* _Aim of the task_: Extract the stretch of the material below from the line containing "the cloudy sky" through the end, and reproduce every line verbatim.

* _Extracted information_:

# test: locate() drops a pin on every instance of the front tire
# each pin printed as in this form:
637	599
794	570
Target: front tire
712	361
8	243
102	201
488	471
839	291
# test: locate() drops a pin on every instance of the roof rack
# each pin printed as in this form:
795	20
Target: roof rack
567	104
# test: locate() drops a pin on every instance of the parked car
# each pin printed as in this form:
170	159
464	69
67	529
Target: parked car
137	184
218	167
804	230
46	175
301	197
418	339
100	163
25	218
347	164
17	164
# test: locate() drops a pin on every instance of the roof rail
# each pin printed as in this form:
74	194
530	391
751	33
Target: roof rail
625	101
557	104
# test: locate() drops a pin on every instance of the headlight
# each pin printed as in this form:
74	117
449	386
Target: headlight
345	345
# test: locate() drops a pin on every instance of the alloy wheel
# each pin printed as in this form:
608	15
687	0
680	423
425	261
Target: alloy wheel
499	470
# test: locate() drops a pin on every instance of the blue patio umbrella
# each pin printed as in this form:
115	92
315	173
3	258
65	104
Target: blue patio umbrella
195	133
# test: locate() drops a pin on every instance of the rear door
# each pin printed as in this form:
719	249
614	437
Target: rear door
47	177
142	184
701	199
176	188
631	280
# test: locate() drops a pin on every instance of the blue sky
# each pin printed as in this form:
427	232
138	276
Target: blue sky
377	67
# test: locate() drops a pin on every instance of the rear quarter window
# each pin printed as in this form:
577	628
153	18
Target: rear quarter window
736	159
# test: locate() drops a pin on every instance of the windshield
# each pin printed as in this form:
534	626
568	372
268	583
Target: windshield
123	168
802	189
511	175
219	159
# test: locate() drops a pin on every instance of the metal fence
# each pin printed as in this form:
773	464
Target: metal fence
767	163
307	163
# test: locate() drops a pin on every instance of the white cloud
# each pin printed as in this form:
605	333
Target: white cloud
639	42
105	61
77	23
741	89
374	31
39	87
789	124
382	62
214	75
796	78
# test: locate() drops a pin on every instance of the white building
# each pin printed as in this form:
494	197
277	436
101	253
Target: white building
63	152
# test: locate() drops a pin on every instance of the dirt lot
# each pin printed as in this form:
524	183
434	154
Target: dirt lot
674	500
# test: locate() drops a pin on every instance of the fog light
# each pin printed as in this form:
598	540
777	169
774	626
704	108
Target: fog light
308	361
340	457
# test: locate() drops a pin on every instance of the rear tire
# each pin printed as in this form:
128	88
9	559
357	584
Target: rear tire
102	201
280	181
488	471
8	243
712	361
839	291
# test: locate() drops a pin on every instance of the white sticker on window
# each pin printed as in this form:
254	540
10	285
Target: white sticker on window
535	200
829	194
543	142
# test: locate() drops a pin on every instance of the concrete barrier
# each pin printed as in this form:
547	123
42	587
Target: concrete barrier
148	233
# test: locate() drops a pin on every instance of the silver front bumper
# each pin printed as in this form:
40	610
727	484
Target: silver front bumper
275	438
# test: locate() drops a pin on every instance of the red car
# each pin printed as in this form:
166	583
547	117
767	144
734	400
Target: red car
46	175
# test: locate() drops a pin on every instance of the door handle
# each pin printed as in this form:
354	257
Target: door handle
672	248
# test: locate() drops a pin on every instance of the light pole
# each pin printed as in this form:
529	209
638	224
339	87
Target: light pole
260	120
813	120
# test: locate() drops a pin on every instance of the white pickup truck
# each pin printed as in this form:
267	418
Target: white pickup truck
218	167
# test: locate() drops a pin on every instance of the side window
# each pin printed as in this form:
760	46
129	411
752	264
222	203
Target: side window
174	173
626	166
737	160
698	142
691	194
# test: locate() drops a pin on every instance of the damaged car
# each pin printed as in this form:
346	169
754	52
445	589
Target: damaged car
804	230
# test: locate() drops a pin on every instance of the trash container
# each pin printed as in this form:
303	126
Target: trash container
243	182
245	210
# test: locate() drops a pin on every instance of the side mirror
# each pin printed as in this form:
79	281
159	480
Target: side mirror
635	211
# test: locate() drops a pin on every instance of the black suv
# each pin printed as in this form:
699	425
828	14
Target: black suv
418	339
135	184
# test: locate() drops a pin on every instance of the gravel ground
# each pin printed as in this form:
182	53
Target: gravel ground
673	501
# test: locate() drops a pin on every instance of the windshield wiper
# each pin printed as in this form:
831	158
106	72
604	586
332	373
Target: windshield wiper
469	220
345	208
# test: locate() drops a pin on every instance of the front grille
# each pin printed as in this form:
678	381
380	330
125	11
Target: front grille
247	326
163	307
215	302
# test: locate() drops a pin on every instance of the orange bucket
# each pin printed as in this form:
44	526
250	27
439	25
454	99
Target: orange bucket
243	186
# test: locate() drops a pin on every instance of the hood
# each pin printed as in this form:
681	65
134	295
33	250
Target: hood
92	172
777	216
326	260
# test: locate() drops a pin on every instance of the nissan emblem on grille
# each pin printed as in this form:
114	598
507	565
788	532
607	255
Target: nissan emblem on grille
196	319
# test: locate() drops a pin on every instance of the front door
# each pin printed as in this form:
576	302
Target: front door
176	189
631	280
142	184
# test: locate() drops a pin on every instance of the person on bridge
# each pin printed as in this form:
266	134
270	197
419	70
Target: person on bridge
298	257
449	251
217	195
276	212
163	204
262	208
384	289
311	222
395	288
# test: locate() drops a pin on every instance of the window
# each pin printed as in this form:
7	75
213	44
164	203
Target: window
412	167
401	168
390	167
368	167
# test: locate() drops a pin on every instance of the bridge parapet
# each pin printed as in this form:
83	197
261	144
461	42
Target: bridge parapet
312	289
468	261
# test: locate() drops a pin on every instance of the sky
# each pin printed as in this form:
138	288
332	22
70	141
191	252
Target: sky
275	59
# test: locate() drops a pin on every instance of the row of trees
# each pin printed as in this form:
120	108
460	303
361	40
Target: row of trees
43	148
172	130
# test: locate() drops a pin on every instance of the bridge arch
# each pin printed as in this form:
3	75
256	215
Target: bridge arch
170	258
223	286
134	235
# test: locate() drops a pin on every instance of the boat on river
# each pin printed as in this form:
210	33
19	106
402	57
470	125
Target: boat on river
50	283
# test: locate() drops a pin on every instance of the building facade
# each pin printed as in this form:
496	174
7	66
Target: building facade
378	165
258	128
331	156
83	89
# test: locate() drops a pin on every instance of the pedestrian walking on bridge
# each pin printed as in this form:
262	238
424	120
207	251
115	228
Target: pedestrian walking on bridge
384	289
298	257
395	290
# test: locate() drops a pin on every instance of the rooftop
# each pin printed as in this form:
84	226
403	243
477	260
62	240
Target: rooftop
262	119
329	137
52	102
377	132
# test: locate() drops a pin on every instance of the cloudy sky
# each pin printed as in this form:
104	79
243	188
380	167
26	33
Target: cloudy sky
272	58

* _Exercise solution_:
# test: locate() drops a pin on every instance of the cloudy sky
# each pin printed as in this form:
104	79
243	188
380	167
26	33
Target: cloudy sky
272	58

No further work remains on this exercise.